DATA TO USE:

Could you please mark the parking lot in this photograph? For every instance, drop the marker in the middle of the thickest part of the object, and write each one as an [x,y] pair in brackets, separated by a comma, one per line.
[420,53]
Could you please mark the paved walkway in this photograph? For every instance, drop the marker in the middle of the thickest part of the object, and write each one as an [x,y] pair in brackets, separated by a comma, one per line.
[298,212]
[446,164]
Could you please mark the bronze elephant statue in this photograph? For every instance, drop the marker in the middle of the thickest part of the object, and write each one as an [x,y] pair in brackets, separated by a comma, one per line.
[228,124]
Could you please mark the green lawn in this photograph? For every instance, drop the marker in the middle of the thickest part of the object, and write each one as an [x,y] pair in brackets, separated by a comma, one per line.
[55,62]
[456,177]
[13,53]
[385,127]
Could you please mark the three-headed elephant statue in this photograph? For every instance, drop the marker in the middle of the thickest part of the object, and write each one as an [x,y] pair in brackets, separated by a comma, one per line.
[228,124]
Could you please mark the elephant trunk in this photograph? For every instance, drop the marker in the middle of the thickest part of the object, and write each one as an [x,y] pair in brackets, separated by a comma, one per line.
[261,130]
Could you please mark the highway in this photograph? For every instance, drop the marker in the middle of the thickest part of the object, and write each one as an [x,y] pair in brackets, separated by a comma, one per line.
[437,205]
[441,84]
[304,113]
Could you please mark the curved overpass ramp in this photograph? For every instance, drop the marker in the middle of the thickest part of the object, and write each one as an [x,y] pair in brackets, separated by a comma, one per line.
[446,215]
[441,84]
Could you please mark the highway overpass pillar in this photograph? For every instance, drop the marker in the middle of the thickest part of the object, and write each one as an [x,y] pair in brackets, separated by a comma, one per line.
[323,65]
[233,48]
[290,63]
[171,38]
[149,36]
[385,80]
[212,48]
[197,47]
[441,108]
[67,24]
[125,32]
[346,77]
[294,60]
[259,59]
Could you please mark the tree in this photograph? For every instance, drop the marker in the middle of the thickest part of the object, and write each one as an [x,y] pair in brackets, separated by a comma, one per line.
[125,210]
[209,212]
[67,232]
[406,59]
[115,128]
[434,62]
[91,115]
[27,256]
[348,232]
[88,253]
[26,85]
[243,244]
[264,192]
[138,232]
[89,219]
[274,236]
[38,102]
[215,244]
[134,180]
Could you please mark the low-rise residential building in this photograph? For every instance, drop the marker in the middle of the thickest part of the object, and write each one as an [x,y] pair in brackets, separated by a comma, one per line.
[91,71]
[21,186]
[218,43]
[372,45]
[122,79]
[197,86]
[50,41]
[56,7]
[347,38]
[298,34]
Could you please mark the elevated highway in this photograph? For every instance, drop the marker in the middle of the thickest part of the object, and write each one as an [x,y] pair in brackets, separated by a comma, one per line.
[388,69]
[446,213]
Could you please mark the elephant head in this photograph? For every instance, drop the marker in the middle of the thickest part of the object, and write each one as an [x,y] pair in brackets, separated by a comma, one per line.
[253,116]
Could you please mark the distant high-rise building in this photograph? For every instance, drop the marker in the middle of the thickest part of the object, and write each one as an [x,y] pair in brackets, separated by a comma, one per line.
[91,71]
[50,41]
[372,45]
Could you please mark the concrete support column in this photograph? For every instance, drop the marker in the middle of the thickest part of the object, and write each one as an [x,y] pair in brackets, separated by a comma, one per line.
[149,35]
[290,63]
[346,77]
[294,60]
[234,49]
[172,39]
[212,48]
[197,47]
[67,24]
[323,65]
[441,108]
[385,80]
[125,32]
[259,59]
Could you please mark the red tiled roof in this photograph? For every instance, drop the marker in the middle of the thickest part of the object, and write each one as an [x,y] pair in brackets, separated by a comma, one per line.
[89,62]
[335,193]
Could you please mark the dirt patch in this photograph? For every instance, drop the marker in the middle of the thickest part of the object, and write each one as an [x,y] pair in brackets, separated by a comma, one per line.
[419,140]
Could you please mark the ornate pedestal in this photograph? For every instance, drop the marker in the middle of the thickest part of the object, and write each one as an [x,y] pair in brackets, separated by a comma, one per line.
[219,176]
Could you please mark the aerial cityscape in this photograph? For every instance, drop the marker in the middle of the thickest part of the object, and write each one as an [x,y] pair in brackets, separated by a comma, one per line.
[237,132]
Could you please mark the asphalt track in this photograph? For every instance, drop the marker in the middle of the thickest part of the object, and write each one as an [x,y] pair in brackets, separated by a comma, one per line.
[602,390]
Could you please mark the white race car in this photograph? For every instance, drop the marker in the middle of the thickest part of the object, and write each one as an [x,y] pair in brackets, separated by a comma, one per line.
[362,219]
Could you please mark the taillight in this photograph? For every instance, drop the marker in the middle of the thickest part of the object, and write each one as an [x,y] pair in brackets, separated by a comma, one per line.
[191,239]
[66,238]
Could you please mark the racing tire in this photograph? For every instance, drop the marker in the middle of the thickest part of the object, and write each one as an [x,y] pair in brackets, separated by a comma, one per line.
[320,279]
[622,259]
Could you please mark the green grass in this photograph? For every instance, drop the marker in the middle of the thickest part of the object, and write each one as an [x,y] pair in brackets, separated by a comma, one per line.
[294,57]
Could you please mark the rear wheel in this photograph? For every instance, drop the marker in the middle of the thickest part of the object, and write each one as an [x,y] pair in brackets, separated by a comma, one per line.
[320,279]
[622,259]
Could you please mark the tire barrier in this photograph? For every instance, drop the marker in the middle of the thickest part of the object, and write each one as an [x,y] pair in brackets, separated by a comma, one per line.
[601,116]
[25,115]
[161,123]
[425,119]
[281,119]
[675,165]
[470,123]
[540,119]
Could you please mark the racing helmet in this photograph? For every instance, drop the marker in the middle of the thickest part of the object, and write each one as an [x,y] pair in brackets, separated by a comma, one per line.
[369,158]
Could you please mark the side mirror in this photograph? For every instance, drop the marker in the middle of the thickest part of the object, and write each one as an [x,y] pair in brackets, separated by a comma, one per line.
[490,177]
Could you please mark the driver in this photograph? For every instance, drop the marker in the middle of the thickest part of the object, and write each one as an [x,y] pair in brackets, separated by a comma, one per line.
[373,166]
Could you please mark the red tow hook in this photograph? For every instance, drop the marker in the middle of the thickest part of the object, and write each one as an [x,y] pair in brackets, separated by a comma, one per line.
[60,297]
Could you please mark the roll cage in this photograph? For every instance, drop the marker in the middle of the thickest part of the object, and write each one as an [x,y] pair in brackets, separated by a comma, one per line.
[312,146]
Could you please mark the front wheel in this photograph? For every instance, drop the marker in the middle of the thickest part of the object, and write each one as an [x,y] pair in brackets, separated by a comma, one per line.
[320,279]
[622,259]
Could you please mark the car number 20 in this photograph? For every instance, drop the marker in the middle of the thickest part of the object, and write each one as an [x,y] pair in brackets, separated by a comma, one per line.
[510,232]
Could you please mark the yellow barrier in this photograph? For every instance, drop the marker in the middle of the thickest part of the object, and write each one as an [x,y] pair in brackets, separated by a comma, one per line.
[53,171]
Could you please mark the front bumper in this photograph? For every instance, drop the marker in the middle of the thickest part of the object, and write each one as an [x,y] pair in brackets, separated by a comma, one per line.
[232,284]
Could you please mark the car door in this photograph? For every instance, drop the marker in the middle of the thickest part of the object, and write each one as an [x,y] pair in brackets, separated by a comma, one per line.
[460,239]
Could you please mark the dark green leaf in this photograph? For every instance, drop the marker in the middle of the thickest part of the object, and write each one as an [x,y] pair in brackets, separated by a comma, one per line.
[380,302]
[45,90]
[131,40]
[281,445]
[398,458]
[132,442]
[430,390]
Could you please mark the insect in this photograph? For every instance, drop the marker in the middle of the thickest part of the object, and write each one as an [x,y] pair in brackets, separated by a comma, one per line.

THE REQUEST:
Scale the items from the line with "Could you please mark the front bumper" through the end of the items by writing those lines again, requests included, with every coordinate in the answers multiplied by 0.4 and rounded to a whole number, halves rounded up.

WRITTEN SOLUTION:
Could you please mark the front bumper in this photograph? For every instance, drop the marker in the middle of the thickest part of the object, and write each one as an [x,y] pair in brackets, separated by a comma, one per line.
[93,114]
Could you please mark the car door in this photograph? For every instance, drop the marker in the middle of the thickest part of the object, and write each one as an [x,y] pair in brackets, separated by a comma, one per line.
[184,96]
Could you please mark the dark green leaf in this photograph? For every instance, drop the marker in the middle of the thickest part of the object, and write each one as an [x,y] pair in brackets, separated by a comma, one per line.
[152,121]
[18,36]
[52,16]
[112,178]
[159,183]
[53,177]
[172,156]
Could you please mark the insect in this photograph? For every instance, drop the marker in the middle of the thickest part of the object, and write each one as an [x,y] pair in brackets, separated by a comma, one per line.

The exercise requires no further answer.